YOUR OBJECTIVE:
All of the records below should be output exactly.

####

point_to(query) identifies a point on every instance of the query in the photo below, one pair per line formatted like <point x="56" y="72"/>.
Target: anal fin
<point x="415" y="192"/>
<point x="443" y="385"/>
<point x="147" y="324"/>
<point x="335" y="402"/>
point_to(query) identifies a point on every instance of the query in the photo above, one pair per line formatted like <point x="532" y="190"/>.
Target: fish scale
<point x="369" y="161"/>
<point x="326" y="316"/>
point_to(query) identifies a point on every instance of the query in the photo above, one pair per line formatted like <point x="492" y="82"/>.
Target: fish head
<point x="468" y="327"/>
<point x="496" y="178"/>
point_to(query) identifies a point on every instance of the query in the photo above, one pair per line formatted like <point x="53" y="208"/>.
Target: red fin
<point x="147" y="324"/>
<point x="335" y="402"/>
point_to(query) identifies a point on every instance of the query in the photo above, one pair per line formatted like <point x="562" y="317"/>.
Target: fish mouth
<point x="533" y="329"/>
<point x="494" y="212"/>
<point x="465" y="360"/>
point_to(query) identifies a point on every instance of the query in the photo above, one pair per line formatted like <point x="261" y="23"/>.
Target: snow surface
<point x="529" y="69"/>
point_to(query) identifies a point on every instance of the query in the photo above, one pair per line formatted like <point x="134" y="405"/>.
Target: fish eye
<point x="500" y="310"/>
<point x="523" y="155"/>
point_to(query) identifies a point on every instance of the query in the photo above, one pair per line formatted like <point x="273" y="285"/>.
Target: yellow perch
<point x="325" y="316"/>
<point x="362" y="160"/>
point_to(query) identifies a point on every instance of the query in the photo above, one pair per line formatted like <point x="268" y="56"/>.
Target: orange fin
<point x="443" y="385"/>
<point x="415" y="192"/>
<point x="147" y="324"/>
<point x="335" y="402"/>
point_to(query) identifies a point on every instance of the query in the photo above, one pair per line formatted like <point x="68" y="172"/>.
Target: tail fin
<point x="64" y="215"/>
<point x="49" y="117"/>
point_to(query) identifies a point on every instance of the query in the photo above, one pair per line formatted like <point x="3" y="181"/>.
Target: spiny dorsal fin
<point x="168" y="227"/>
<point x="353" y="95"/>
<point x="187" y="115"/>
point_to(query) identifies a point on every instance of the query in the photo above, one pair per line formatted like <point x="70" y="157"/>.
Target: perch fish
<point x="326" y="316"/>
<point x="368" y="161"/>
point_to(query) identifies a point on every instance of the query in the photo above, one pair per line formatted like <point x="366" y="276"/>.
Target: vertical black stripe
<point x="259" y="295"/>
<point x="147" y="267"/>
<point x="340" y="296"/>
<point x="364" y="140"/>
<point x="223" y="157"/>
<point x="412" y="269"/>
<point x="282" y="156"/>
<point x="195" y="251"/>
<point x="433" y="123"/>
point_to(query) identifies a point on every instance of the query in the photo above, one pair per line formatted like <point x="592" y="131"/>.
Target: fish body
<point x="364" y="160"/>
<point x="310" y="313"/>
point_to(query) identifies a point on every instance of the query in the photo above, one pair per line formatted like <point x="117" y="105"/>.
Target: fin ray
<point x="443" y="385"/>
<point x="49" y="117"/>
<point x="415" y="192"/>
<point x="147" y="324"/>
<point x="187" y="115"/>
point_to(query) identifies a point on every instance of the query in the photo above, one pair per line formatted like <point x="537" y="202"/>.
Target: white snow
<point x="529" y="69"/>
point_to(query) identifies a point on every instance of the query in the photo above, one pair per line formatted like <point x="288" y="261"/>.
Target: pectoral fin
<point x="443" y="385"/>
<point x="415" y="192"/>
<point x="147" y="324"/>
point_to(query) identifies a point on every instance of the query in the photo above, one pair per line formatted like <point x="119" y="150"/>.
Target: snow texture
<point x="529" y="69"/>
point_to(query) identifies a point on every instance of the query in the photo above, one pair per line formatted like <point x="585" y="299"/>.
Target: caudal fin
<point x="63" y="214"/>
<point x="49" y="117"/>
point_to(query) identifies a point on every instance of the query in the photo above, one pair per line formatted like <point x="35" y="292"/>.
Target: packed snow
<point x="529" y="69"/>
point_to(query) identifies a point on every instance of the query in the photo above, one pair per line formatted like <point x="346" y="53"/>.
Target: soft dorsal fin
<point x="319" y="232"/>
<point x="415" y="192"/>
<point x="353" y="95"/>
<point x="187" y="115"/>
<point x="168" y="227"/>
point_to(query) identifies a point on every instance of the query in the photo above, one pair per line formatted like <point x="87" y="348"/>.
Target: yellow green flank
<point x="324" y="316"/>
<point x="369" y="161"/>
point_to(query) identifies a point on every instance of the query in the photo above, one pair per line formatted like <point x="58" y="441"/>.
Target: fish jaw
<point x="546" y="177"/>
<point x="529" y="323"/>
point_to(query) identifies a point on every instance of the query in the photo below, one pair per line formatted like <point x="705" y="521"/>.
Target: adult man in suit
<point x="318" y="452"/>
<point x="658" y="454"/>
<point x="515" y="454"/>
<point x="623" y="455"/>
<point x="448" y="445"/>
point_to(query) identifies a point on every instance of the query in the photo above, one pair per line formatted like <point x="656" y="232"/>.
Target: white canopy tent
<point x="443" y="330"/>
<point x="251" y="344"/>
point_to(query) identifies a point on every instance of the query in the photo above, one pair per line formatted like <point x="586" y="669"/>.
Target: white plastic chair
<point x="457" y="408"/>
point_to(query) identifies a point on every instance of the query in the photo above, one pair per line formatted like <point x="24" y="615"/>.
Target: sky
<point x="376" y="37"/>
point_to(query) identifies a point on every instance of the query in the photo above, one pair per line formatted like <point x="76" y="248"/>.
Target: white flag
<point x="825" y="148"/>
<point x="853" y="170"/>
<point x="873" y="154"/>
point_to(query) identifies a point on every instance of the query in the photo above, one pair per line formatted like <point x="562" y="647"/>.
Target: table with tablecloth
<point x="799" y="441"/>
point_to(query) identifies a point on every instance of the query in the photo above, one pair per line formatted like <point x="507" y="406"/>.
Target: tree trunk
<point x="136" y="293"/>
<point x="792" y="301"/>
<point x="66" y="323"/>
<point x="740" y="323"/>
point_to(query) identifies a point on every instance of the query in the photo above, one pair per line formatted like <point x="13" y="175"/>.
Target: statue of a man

####

FINISHED EXERCISE:
point_to(query) identifies a point on every instance of the query in the photo below, one pair per line formatted like <point x="56" y="72"/>.
Target: anal fin
<point x="415" y="192"/>
<point x="443" y="385"/>
<point x="147" y="324"/>
<point x="335" y="402"/>
point_to(query) identifies a point on every instance of the query in the photo above, one pair per line formatted like <point x="532" y="190"/>.
Target: fish scale
<point x="369" y="161"/>
<point x="326" y="316"/>
point_to(query) identifies a point on every instance of the query in the photo above, one pair per line formatted like <point x="492" y="82"/>.
Target: fish head
<point x="468" y="327"/>
<point x="496" y="178"/>
point_to(query) identifies a point on every instance of the query in the photo above, one pair per line formatted like <point x="53" y="208"/>.
Target: red fin
<point x="147" y="324"/>
<point x="335" y="402"/>
point_to(query) identifies a point on every instance of the query in the photo above, one pair per line formatted like <point x="562" y="317"/>.
Target: fish mouth
<point x="533" y="329"/>
<point x="494" y="212"/>
<point x="465" y="360"/>
point_to(query) identifies a point on every instance of the query in the photo above, one pair per line formatted like <point x="261" y="23"/>.
Target: snow surface
<point x="529" y="69"/>
point_to(query) identifies a point on every instance of the query in the photo above, one pair per line formatted like <point x="134" y="405"/>.
Target: fish eye
<point x="500" y="310"/>
<point x="523" y="155"/>
point_to(query) identifies a point on every instance of the query in the photo above, one pair per line formatted like <point x="273" y="285"/>.
Target: yellow perch
<point x="325" y="316"/>
<point x="362" y="160"/>
point_to(query) identifies a point on every instance of the query in the photo above, one pair per line formatted like <point x="268" y="56"/>.
Target: orange fin
<point x="443" y="385"/>
<point x="415" y="192"/>
<point x="147" y="324"/>
<point x="335" y="402"/>
point_to(query) identifies a point on every instance of the query in the photo above, one pair per line formatted like <point x="68" y="172"/>.
Target: tail fin
<point x="64" y="215"/>
<point x="49" y="117"/>
point_to(query) identifies a point on every instance of the query in the photo above, one pair per line formatted like <point x="3" y="181"/>.
Target: spiny dorsal fin
<point x="168" y="227"/>
<point x="353" y="95"/>
<point x="187" y="115"/>
point_to(query) identifies a point on every instance of the query in the photo above, one pair per line formatted like <point x="70" y="157"/>.
Target: perch fish
<point x="326" y="316"/>
<point x="368" y="161"/>
point_to(query) identifies a point on every instance of the query in the photo above, one pair per line formatted like <point x="366" y="276"/>.
Target: vertical black stripe
<point x="259" y="295"/>
<point x="147" y="267"/>
<point x="340" y="296"/>
<point x="364" y="140"/>
<point x="223" y="157"/>
<point x="412" y="269"/>
<point x="282" y="156"/>
<point x="195" y="251"/>
<point x="433" y="123"/>
point_to(query) identifies a point on every instance of the query in the photo above, one pair per line formatted like <point x="592" y="131"/>.
Target: fish body
<point x="364" y="160"/>
<point x="310" y="313"/>
point_to(query) identifies a point on every instance of the query in the photo above, one pair per line formatted like <point x="117" y="105"/>.
Target: fin ray
<point x="443" y="385"/>
<point x="49" y="117"/>
<point x="415" y="192"/>
<point x="147" y="324"/>
<point x="187" y="115"/>
point_to(query) identifies a point on every instance of the query in the photo above, one pair per line formatted like <point x="537" y="202"/>.
Target: white snow
<point x="529" y="69"/>
point_to(query) identifies a point on every instance of the query in the photo above, one pair per line formatted like <point x="288" y="261"/>.
Target: pectoral fin
<point x="443" y="385"/>
<point x="415" y="192"/>
<point x="147" y="324"/>
point_to(query) identifies a point on every instance of the query in the photo above, one pair per line formatted like <point x="119" y="150"/>.
Target: snow texture
<point x="529" y="69"/>
point_to(query) identifies a point on every instance of the query in the photo above, one pair per line formatted like <point x="585" y="299"/>.
Target: caudal fin
<point x="63" y="214"/>
<point x="49" y="117"/>
point_to(query) identifies a point on every instance of the query in the photo above, one pair per line formatted like <point x="35" y="292"/>.
Target: packed snow
<point x="529" y="69"/>
point_to(query) identifies a point on every instance of the query in the photo above, one pair per line formatted like <point x="346" y="53"/>.
Target: soft dorsal fin
<point x="319" y="232"/>
<point x="415" y="192"/>
<point x="353" y="95"/>
<point x="187" y="115"/>
<point x="168" y="227"/>
point_to(query) identifies a point on every instance of the query in the photo above, one pair per line formatted like <point x="87" y="348"/>.
Target: yellow green flank
<point x="324" y="316"/>
<point x="369" y="161"/>
point_to(query) identifies a point on every instance of the query in the photo above, one pair per line formatted like <point x="58" y="441"/>.
Target: fish jaw
<point x="546" y="177"/>
<point x="529" y="323"/>
point_to(query) identifies a point on every instance of the query in the photo below, one pair per line formatted like <point x="705" y="521"/>.
Target: adult man in suit
<point x="318" y="452"/>
<point x="658" y="454"/>
<point x="515" y="454"/>
<point x="623" y="455"/>
<point x="448" y="445"/>
point_to(query) identifies a point on every instance of the query in the photo above, one pair per line formatted like <point x="656" y="232"/>.
Target: white canopy tent
<point x="443" y="330"/>
<point x="251" y="344"/>
point_to(query) identifies a point on every instance of the query in the photo above, one pair per line formatted like <point x="586" y="669"/>.
Target: white plastic chair
<point x="457" y="408"/>
point_to(query) identifies a point on every instance of the query in the photo above, one pair per line formatted like <point x="24" y="615"/>.
Target: sky
<point x="376" y="37"/>
point_to(query) identifies a point on every instance of the query in the photo above, one pair per line formatted like <point x="76" y="248"/>.
Target: white flag
<point x="825" y="148"/>
<point x="853" y="170"/>
<point x="873" y="154"/>
point_to(query) identifies a point on every instance of the query in the photo above, one pair per line formatted like <point x="562" y="647"/>.
Target: table with tablecloth
<point x="799" y="441"/>
point_to(query) identifies a point on every instance of the query in the photo above, one pair per line formatted like <point x="507" y="406"/>.
Target: tree trunk
<point x="136" y="293"/>
<point x="792" y="301"/>
<point x="66" y="323"/>
<point x="740" y="323"/>
point_to(query) identifies a point on every instance of the query in the photo above, one pair per line formatted like <point x="13" y="175"/>.
Target: statue of a man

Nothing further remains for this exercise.